REQUIREMENT 1:
Copy the forum thread about Uber star ratings word for word, between "At this point, I'm" and "used to it.", inclusive.

EXCERPTED TEXT:
..........

# This star rating is bullshit



## Dan Nguyen (Feb 14, 2016)

My rating is the lowest ever at 4.72 for uber. I don't know what I did wrong. I follow the navigation/route correctly. I drive safely and obey traffic law. It's seems like I've done nothing wrong. Passengers have been very friendly. I even visit the uber office regarding my status and they say that I'm doing fine. I just don't know what I can do to improve. My rating has been trending down everyday for no reason. It's only a matter a time before I get deactivated. :/

I might just drive for Lyft instead. At least my rating is 4.96.


----------



## Darrell (Dec 27, 2015)

How many trips have you done on Uber?


----------



## Dan Nguyen (Feb 14, 2016)

479 trips


----------



## Dan Nguyen (Feb 14, 2016)

Darrell said:


> How many trips have you done on Uber?


 479 trips


----------



## Santa (Jan 3, 2016)

Then why don't you drive for lyft!?


----------



## Dan Nguyen (Feb 14, 2016)

Santa said:


> Then why don't you drive for lyft!?


Have to find a quicker way to make money by doing both.


----------



## wk1102 (Dec 25, 2015)

Dan Nguyen said:


> My rating is the lowest ever at 4.72 for uber. I don't know what I did wrong. I follow the navigation/route correctly. I drive safely and obey traffic law. It's seems like I've done nothing wrong. Passengers have been very friendly. I even visit the uber office regarding my status and they say that I'm doing fine. I just don't know what I can do to improve. My rating has been trending down everyday for no reason. It's only a matter a time before I get deactivated. :/
> 
> I might just drive for Lyft instead. At least my rating is 4.96.


Well it could be bad luck, it could be poor overall service from Uber drivers and they are taking it out on you, do you smoke, if so in the car? Maybe there's something you're doing a bit differently than you were before... getting a lot of new riders? They always seem to rate 4s...


----------



## Dan Nguyen (Feb 14, 2016)

wk1102 said:


> Well it could be bad luck, it could be poor overall service from Uber drivers and they are taking it out on you, do you smoke, if so in the car? Maybe there's something you're doing a bit differently than you were before... getting a lot of new riders? They always seem to rate 4s...


Sorry I took to long to reply due to inactivity.

No, I do not smoke in my car. People say my car is clean and organized. People always say I'm a safe driver and very friendly.

At this point, I'm not going to give cheap fares anymore and just drive during the surge. I don't care if passenger rate me less than 5 star constantly that could get me deactivated from this company. I'm sick and tired of driving during the day/non-surge and not getting appreciated for giving customer a safe ride and a satisfaction.


----------



## El Janitor (Feb 22, 2016)

it is BS designed to motivate you negatively to work harder. Computers have no feelings, I'm getting used to it.


----------



## Tequila Jake (Jan 28, 2016)

The problem is the disconnect between Uber and the rest of the universe. Almost everyone in the universe considers 4/5 stars a very good rating. Uber considers it a failing grade. So your passengers may be extremely happy but it doesn't translate in Uber's system.


----------



## Coachman (Sep 22, 2015)

..........

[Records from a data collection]
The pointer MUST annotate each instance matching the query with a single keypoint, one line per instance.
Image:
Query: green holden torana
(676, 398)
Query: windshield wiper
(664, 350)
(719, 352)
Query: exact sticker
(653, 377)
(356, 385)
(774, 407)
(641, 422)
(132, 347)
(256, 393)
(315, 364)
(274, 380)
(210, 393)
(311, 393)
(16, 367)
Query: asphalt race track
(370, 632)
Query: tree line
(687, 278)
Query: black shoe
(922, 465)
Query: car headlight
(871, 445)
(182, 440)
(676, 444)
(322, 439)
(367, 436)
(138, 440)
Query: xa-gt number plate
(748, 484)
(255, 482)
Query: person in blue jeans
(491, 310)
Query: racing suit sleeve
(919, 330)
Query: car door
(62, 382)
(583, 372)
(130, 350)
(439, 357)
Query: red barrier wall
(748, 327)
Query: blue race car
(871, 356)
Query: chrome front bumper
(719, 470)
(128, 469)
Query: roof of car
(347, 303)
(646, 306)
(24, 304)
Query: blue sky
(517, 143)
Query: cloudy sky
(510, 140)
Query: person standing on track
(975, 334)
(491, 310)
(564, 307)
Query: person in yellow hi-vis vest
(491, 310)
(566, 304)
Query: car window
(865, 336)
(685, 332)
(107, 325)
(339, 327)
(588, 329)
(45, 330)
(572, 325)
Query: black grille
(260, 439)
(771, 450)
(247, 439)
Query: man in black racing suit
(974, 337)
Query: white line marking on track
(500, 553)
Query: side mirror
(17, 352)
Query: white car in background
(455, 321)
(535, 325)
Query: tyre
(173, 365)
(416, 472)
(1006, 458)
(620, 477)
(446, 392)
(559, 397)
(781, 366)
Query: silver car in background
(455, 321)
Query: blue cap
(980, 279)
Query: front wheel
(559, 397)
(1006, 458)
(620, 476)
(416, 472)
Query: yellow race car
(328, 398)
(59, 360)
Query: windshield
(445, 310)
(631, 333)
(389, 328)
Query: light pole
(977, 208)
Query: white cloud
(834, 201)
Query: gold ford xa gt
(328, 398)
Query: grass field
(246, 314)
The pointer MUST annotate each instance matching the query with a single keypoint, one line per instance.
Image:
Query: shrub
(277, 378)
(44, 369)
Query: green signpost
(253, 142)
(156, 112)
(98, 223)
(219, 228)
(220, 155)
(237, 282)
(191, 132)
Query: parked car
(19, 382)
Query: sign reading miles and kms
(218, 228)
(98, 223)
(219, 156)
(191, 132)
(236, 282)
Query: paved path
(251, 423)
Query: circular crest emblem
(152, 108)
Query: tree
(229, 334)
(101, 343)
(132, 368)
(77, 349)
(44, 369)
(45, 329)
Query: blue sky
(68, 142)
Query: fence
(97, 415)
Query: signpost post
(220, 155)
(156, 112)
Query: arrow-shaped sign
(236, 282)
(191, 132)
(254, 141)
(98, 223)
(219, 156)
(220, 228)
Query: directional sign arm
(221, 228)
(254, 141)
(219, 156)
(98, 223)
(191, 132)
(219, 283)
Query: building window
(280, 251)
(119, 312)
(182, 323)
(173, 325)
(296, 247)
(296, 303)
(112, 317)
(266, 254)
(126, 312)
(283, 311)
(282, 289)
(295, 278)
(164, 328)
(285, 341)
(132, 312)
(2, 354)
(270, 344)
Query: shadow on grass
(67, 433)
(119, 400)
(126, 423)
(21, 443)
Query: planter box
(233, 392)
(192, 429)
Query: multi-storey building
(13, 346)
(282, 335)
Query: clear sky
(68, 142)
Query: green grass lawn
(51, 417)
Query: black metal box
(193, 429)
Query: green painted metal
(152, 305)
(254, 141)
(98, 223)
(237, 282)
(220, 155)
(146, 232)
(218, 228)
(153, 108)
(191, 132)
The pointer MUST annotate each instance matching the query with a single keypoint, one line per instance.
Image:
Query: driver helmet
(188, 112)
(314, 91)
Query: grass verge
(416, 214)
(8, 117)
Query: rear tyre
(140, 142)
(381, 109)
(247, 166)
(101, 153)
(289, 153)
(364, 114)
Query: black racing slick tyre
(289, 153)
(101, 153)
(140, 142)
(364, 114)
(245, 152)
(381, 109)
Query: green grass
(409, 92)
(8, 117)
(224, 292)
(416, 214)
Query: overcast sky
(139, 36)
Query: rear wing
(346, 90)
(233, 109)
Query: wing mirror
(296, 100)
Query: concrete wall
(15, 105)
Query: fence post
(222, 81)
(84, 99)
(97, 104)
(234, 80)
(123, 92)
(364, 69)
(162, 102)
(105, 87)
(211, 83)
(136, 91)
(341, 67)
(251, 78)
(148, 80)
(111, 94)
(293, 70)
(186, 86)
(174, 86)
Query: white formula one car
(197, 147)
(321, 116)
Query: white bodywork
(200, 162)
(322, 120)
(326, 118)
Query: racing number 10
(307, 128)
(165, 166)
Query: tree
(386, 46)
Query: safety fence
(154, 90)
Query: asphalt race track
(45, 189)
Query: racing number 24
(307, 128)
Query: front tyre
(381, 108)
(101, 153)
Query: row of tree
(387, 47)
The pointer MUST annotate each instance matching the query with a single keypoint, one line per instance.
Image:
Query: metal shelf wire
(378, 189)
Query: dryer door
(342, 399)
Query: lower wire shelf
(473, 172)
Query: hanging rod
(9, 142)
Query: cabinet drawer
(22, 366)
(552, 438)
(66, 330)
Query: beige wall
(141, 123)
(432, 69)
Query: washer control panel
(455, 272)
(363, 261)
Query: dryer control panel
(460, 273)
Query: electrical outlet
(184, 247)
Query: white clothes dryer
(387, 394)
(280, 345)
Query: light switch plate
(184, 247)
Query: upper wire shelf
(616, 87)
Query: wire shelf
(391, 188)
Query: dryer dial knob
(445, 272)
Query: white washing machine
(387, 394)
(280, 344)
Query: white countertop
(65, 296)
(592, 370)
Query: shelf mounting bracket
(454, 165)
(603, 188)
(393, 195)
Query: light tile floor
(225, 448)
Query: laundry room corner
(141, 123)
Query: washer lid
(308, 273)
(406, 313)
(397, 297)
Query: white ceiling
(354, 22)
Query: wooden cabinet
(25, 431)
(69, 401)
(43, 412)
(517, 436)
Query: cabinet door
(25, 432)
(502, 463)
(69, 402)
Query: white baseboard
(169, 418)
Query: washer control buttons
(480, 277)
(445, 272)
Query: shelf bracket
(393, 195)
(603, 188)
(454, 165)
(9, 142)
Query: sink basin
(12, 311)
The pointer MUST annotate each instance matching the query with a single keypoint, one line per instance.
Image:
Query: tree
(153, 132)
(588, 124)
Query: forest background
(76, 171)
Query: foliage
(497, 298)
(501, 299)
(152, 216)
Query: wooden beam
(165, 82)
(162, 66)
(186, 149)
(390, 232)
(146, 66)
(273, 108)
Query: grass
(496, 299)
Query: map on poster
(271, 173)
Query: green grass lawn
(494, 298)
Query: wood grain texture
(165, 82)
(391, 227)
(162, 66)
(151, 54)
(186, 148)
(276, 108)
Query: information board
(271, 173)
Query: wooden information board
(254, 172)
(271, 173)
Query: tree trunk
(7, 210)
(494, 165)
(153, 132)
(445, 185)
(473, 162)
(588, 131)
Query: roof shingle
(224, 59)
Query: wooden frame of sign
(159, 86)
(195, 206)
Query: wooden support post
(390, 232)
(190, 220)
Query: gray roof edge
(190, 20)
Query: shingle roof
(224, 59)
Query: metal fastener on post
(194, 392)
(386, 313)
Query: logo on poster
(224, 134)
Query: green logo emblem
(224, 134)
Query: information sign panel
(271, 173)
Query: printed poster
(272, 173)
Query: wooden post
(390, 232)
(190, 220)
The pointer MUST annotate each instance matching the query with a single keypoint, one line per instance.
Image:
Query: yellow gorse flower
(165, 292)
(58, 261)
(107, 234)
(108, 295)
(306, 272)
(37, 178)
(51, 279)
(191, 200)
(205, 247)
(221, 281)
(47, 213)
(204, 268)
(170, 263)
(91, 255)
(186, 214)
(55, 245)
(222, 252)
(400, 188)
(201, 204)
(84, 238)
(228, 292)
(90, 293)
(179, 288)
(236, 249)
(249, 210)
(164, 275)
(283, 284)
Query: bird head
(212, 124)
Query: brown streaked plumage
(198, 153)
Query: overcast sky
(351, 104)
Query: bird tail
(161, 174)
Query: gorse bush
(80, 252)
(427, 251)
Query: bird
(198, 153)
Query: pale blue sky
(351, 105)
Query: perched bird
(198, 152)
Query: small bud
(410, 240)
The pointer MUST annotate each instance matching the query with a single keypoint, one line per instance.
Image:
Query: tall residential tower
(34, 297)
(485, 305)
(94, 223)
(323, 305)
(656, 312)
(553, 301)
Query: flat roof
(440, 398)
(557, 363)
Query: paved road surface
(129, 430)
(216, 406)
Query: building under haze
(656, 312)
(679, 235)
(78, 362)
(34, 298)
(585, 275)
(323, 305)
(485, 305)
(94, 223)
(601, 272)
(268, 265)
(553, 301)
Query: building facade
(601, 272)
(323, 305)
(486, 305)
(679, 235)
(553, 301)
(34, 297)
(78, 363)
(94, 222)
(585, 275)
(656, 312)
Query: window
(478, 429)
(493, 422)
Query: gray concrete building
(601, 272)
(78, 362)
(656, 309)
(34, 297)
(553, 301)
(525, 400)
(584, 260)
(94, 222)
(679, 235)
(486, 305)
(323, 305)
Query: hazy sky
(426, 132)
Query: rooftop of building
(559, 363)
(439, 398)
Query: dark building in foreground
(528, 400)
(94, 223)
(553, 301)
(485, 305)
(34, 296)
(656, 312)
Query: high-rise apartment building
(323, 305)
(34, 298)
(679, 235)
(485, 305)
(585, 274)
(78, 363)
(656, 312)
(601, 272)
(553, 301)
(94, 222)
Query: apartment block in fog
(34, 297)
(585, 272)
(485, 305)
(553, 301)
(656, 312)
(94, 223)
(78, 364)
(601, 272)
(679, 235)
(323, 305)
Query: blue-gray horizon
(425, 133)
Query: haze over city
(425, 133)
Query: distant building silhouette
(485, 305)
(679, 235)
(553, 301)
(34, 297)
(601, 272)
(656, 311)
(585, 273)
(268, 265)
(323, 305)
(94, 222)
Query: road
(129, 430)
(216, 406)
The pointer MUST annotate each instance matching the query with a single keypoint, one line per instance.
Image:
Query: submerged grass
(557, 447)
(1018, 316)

..........

REQUIREMENT 2:
In the listing, from the line holding "Query: high-rise apartment building" through the end of the listing, inclusive, put "residential" wherever "apartment" appears and leave everything else unchanged. Give back only those lines.

WRITTEN SOLUTION 1:
At this point, I'm not going to give cheap fares anymore and just drive during the surge. I don't care if passenger rate me less than 5 star constantly that could get me deactivated from this company. I'm sick and tired of driving during the day/non-surge and not getting appreciated for giving customer a safe ride and a satisfaction.


----------



## El Janitor (Feb 22, 2016)

it is BS designed to motivate you negatively to work harder. Computers have no feelings, I'm getting used to it.

WRITTEN SOLUTION 2:
Query: high-rise residential building
(323, 305)
(34, 298)
(679, 235)
(485, 305)
(585, 274)
(78, 363)
(656, 312)
(601, 272)
(553, 301)
(94, 222)
Query: residential block in fog
(34, 297)
(585, 272)
(485, 305)
(553, 301)
(656, 312)
(94, 223)
(78, 364)
(601, 272)
(679, 235)
(323, 305)
Query: blue-gray horizon
(425, 133)
Query: haze over city
(425, 133)
Query: distant building silhouette
(485, 305)
(679, 235)
(553, 301)
(34, 297)
(601, 272)
(656, 311)
(585, 273)
(268, 265)
(323, 305)
(94, 222)
Query: road
(129, 430)
(216, 406)
The pointer MUST annotate each instance matching the query with a single keypoint, one line per instance.
Image:
Query: submerged grass
(557, 447)
(1018, 316)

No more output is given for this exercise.